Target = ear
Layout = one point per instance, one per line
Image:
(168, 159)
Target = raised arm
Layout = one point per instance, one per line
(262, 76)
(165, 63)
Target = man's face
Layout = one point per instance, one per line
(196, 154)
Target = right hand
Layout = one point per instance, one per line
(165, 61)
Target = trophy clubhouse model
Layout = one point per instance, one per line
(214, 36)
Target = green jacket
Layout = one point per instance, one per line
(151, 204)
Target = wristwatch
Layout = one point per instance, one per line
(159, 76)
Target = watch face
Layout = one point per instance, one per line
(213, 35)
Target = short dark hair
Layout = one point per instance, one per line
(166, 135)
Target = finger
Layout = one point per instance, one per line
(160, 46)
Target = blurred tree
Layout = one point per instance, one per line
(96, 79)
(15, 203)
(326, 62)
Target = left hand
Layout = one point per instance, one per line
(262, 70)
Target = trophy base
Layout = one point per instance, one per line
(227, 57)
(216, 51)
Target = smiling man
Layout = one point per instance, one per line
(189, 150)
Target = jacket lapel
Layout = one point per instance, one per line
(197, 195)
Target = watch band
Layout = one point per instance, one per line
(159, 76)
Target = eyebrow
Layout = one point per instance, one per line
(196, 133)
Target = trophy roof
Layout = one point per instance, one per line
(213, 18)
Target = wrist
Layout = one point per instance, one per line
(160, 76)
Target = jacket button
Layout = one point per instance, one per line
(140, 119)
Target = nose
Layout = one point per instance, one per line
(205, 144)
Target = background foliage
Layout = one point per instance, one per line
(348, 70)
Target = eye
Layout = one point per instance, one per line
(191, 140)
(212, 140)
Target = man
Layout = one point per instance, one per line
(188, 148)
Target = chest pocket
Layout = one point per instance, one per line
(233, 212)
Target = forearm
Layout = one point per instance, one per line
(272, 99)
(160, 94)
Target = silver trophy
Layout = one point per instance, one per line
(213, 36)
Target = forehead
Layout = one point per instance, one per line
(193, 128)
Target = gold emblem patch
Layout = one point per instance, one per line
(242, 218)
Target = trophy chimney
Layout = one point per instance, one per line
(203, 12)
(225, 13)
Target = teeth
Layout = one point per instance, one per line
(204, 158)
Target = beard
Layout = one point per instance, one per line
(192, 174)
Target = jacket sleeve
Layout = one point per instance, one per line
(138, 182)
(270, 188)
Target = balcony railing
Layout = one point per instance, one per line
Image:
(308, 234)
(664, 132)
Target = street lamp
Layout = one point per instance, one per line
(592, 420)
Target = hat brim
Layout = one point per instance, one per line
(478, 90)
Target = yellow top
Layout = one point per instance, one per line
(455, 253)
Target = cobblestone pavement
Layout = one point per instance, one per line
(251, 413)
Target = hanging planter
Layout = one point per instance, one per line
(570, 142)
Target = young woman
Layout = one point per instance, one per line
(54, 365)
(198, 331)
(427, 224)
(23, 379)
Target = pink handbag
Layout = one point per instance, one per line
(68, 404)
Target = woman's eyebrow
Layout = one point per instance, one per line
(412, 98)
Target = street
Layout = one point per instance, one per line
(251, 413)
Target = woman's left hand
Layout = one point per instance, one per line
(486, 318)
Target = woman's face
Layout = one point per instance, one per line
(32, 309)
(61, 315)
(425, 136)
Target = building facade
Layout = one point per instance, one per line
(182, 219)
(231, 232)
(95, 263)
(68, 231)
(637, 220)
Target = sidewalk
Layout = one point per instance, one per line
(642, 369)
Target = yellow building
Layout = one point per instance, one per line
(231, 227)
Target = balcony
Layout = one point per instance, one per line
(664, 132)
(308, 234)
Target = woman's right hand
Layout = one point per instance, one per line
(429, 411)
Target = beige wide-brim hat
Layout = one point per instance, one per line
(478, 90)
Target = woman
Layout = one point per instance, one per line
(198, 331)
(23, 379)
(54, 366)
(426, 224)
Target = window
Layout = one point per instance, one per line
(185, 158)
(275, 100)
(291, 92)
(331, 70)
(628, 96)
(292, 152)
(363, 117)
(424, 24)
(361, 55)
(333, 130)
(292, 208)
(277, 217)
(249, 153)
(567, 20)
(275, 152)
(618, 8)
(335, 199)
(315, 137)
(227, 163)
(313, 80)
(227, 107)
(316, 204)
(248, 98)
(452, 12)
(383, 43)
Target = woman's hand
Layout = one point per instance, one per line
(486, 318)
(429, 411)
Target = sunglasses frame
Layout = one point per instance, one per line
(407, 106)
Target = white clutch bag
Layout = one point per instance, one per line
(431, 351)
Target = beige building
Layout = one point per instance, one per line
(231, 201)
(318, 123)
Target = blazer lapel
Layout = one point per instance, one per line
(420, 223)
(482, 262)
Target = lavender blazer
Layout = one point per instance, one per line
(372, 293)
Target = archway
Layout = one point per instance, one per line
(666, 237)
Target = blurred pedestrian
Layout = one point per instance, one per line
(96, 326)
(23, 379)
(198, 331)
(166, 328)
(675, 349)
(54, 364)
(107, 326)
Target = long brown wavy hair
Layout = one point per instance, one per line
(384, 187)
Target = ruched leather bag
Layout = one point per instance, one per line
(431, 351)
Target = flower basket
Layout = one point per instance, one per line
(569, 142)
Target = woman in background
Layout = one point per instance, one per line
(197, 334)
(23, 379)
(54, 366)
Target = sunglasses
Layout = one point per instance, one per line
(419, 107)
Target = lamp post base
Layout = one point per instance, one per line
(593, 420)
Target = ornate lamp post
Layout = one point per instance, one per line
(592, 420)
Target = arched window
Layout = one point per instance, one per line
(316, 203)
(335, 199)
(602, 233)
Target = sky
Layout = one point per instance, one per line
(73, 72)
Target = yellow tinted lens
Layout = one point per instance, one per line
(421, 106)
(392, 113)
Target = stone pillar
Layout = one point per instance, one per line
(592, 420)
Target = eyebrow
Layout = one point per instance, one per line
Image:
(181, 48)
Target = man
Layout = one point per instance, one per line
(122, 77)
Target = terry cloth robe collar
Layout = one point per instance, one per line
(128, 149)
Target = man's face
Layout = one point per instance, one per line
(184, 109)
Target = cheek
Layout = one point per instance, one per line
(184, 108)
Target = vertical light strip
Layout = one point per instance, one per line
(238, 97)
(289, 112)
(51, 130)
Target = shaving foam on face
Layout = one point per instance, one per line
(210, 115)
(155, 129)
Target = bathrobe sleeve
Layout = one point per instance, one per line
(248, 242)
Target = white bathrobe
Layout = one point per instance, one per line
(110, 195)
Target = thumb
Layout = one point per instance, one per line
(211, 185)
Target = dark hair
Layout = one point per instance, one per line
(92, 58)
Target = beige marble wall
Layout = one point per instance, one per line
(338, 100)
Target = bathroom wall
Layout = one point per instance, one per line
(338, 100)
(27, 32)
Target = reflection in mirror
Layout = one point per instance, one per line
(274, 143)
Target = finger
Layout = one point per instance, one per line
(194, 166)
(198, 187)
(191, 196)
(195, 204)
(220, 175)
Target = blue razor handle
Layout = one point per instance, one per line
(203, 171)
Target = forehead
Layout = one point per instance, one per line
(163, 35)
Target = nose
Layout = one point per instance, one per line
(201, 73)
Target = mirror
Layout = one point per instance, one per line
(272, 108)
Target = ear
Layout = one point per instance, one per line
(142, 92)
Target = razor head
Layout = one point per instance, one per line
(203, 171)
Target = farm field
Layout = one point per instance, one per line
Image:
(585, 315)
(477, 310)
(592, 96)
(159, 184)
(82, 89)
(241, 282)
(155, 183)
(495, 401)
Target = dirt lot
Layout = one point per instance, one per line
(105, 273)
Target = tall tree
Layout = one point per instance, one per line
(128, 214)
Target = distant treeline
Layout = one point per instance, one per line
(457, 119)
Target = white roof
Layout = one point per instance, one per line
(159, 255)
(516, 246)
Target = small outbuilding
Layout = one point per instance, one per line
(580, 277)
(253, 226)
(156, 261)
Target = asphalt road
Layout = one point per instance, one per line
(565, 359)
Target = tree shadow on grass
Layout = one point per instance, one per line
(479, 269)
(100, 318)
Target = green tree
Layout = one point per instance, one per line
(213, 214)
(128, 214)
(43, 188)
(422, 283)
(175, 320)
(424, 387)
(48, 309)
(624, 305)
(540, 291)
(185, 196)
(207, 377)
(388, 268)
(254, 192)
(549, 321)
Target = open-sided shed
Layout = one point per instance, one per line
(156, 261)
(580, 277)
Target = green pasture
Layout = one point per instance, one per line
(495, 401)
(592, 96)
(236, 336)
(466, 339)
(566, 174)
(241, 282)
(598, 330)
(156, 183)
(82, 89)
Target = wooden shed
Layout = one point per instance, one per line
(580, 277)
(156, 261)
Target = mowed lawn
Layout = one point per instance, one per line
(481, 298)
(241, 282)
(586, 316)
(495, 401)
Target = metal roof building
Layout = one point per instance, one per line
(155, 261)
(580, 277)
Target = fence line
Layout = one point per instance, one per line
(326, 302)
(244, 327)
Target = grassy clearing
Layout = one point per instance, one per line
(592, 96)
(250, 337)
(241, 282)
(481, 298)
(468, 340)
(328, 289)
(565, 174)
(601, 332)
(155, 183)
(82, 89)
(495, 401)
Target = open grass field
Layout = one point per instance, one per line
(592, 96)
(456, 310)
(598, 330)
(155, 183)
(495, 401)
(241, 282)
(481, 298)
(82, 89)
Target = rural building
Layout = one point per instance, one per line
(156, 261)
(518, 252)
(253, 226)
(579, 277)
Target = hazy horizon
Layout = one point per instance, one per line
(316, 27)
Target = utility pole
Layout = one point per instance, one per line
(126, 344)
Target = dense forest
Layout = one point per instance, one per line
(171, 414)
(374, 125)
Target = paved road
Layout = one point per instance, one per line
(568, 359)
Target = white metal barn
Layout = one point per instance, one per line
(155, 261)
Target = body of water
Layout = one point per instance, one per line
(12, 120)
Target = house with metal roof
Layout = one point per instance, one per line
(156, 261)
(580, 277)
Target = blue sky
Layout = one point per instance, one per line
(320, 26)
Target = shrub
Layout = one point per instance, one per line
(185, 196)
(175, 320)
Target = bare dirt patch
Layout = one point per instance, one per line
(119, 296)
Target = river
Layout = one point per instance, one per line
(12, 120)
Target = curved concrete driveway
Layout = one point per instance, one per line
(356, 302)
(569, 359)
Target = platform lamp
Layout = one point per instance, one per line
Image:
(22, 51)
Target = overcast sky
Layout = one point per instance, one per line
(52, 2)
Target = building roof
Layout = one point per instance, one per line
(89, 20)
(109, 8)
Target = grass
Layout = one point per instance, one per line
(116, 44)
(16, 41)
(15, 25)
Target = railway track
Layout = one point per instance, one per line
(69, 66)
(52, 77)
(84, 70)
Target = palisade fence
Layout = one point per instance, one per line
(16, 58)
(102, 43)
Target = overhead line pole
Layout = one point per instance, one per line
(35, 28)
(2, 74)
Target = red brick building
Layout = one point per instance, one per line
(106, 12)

# # #

Direction>
Reproduce the part of the listing that opens with the line containing "Target = platform lamp" and closes with the end of the listing, substituting "picket fence" for "palisade fence" and leaving everything else unchanged.

Written solution>
Target = platform lamp
Layout = one point per instance, one per line
Image:
(22, 51)
Target = overcast sky
Layout = one point per instance, one per line
(52, 2)
Target = building roof
Layout = one point per instance, one per line
(89, 20)
(109, 8)
Target = grass
Layout = one point per instance, one per line
(116, 44)
(16, 41)
(15, 25)
Target = railway track
Layout = one point per instance, one per line
(69, 66)
(52, 77)
(84, 70)
Target = picket fence
Layout = one point per instance, one per line
(16, 58)
(102, 43)
Target = overhead line pole
Layout = one point per instance, one per line
(35, 28)
(2, 74)
Target = red brick building
Layout = one point per instance, one per line
(106, 12)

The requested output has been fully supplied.